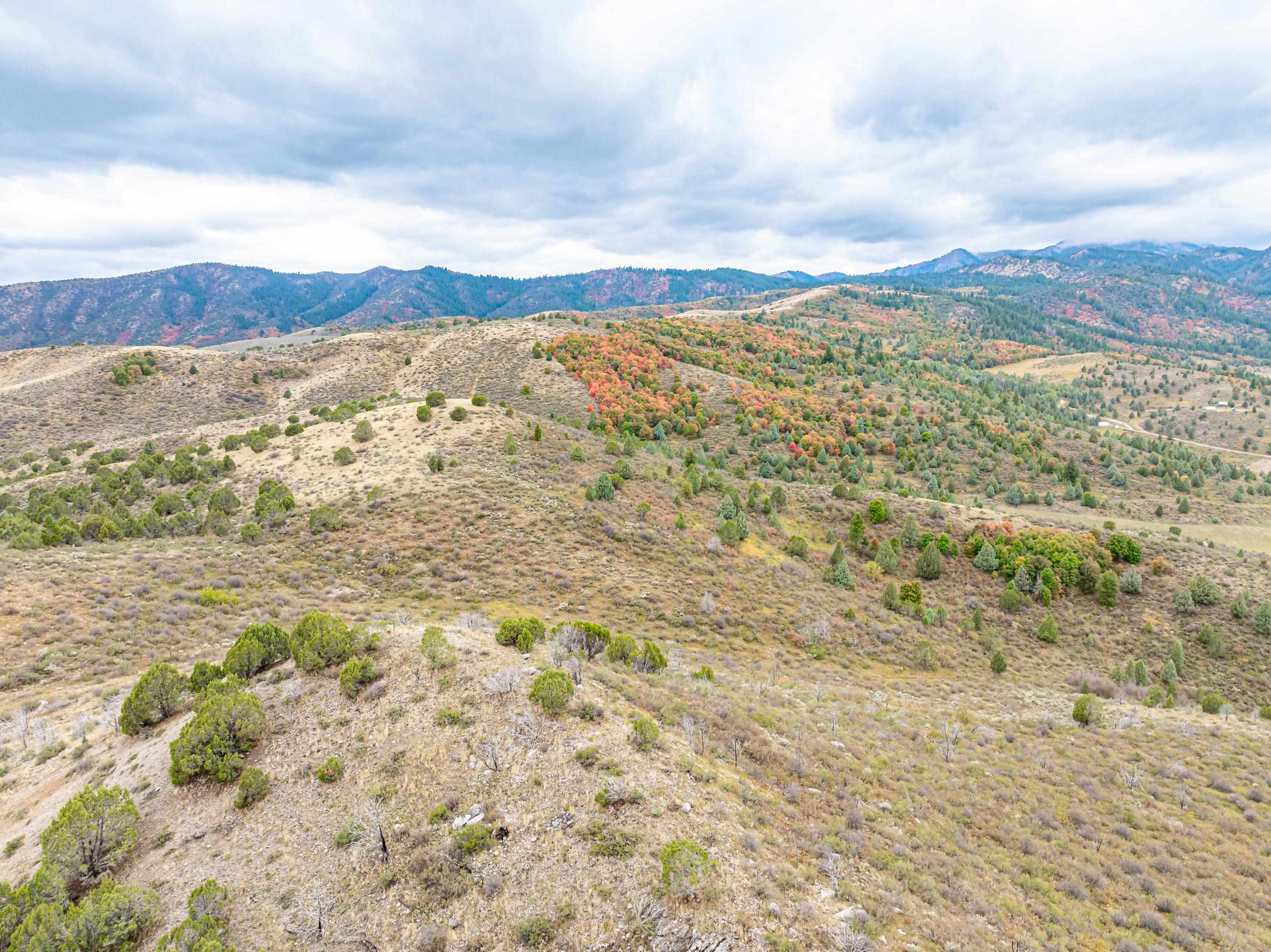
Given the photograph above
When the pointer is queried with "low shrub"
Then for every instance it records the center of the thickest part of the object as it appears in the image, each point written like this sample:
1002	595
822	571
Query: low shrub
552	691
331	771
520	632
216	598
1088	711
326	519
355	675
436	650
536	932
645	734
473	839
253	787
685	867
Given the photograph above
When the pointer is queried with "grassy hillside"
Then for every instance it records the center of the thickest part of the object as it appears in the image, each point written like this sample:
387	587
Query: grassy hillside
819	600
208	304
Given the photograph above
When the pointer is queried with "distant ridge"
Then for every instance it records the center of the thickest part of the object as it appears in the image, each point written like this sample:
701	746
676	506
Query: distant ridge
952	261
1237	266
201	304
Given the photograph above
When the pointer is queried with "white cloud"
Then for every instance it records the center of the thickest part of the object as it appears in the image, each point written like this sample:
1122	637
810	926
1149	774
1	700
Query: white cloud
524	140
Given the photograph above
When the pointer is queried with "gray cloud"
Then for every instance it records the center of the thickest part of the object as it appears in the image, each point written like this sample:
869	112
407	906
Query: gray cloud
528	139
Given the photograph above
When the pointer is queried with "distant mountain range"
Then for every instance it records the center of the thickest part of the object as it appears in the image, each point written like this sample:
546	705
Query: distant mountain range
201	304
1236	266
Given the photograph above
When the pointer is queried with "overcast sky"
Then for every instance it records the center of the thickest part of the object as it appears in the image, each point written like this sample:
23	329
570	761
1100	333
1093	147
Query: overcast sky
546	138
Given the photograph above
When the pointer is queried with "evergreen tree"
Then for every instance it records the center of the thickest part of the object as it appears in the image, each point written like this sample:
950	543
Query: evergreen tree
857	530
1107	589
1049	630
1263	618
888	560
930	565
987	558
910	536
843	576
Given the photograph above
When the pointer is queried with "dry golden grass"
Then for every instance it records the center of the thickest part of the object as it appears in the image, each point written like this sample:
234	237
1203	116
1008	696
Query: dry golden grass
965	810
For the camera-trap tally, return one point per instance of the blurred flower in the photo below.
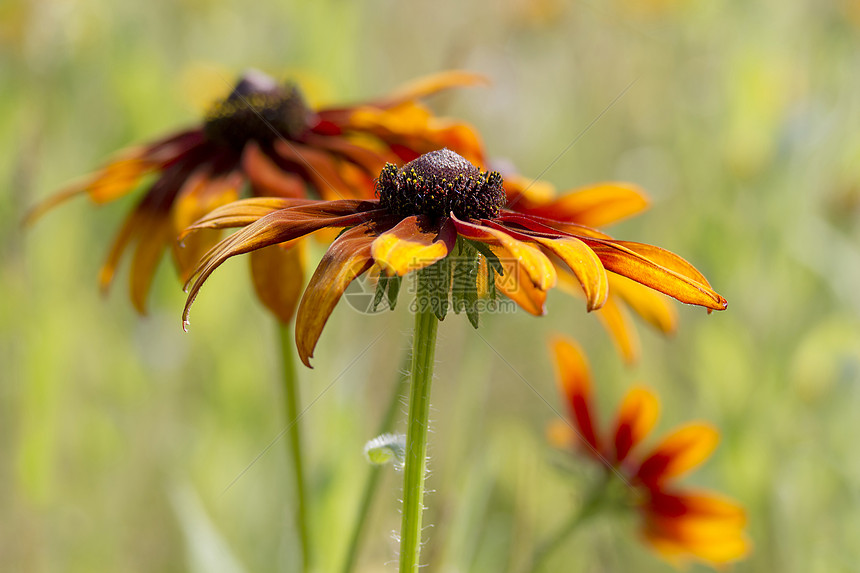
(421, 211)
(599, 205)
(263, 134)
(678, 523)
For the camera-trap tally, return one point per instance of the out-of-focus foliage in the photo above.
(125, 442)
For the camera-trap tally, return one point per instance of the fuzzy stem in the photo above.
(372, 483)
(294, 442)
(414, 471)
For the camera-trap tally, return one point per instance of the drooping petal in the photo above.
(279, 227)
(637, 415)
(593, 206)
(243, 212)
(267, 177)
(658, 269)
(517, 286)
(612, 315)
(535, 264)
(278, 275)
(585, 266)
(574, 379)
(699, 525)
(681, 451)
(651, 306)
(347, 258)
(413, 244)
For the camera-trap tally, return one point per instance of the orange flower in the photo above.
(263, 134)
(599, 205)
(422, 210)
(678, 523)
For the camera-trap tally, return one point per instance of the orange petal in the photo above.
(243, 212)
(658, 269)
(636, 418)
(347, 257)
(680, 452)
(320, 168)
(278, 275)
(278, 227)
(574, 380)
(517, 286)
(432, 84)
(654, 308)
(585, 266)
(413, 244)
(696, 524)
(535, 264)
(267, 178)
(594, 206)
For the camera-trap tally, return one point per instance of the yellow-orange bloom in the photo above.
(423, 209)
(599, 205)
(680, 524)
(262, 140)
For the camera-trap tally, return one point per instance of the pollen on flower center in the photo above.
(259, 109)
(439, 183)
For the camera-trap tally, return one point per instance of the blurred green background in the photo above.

◆ ◆ ◆ ◆

**What you should do**
Turn every line of the entries above into a numbered list, dropping any blank lines and leaving out the pictures.

**Output of the task**
1. Given the photograph above
2. When the pointer is queried with "low shrub"
3. Then for every instance it records the center of the thickest part of the object as it appears in the image, each point written like this sample:
4. 1002	595
5. 822	571
6. Query: low shrub
7. 552	691
8. 331	771
9. 520	632
10. 216	598
11. 1088	711
12. 326	519
13. 355	675
14. 436	650
15. 536	932
16. 645	734
17. 473	839
18. 253	787
19. 685	867
20. Given the photograph above
21. When the pointer is queried with "grassy hillside"
22. Then for every instance it records the center of the thickest part of the object as it appears in the image, each point written like this sample:
23. 387	587
24. Query: grassy hillside
25. 819	600
26. 208	304
27. Given the photograph above
28. When the pointer is queried with "distant ridge"
29. Then for every instance it records the center of the thickest part of the object as it appears in the image, each point written like this sample:
30. 701	746
31. 676	506
32. Query: distant ridge
33. 952	261
34. 1237	266
35. 201	304
36. Given the photograph above
37. When the pointer is queried with "white cloud"
38. Then for every instance it records the center of the thickest part of the object as it appears in the image, each point written like this sample:
39. 1122	637
40. 810	926
41. 1149	774
42. 1	700
43. Query: white cloud
44. 524	140
45. Given the photograph above
46. When the pointer is queried with "gray cloud"
47. Then for every instance it records the center of the thickest part of the object as it appears in the image, each point written like this sample:
48. 869	112
49. 407	906
50. Query: gray cloud
51. 528	139
52. Given the photograph above
53. When the pointer is queried with "distant mountain range"
54. Then for every instance it records the center of the thickest part of the object as it appears in the image, each point written like this sample:
55. 546	705
56. Query: distant mountain range
57. 201	304
58. 1236	266
59. Given the photograph above
60. When the pointer is queried with "overcast sky"
61. Then for every instance it records the center of the thickest part of the object as it appears in the image, each point written like this sample:
62. 23	329
63. 570	761
64. 1100	333
65. 1093	147
66. Query: overcast sky
67. 546	138
68. Given the photograph above
69. When the pointer is queried with "evergreen tree"
70. Then for every instance it records the center of the thickest part of the object as it appears in the image, each point written like this sample:
71. 950	543
72. Query: evergreen tree
73. 857	530
74. 1107	589
75. 1049	630
76. 1263	618
77. 888	560
78. 930	565
79. 987	558
80. 910	536
81. 843	576
82. Given the photograph above
83. When the pointer is queried with "dry golden grass"
84. Then for every instance it records the center of the thickest part of the object as it appears in the image, each point written like this sample:
85. 234	237
86. 1203	116
87. 1008	696
88. Query: dry golden grass
89. 965	810
90. For the camera-trap tally, return one point per instance of the blurred flower in the photo below.
91. (421, 211)
92. (599, 205)
93. (263, 134)
94. (678, 523)
95. For the camera-trap tally, return one point per instance of the out-of-focus foliage in the photo above.
96. (125, 442)
97. For the camera-trap tally, return one point per instance of the fuzzy stem in the photo above.
98. (372, 483)
99. (294, 442)
100. (414, 471)
101. For the camera-trap tally, return one point per instance of the drooping petal in the photo above.
102. (279, 227)
103. (637, 415)
104. (593, 206)
105. (243, 212)
106. (267, 177)
107. (658, 269)
108. (517, 286)
109. (612, 315)
110. (535, 264)
111. (278, 275)
112. (585, 266)
113. (574, 379)
114. (699, 525)
115. (681, 451)
116. (651, 306)
117. (347, 258)
118. (413, 244)
119. For the camera-trap tally, return one point per instance of the orange flower in the photo above.
120. (263, 134)
121. (599, 205)
122. (422, 210)
123. (678, 523)
124. For the camera-trap tally, return one point per instance of the orange petal in the photo above.
125. (243, 212)
126. (658, 269)
127. (636, 418)
128. (347, 257)
129. (680, 452)
130. (320, 168)
131. (278, 275)
132. (278, 227)
133. (574, 380)
134. (517, 286)
135. (432, 84)
136. (654, 308)
137. (585, 266)
138. (413, 244)
139. (696, 524)
140. (535, 264)
141. (267, 178)
142. (594, 206)
143. For the camera-trap tally, return one point per instance of the yellow-orange bloom in the photo above.
144. (423, 209)
145. (599, 205)
146. (680, 524)
147. (262, 140)
148. For the camera-trap tally, return one point per instance of the pollen on flower center in the photo above.
149. (259, 109)
150. (439, 183)
151. For the camera-trap tally, return one point per instance of the blurred green background in the photo above.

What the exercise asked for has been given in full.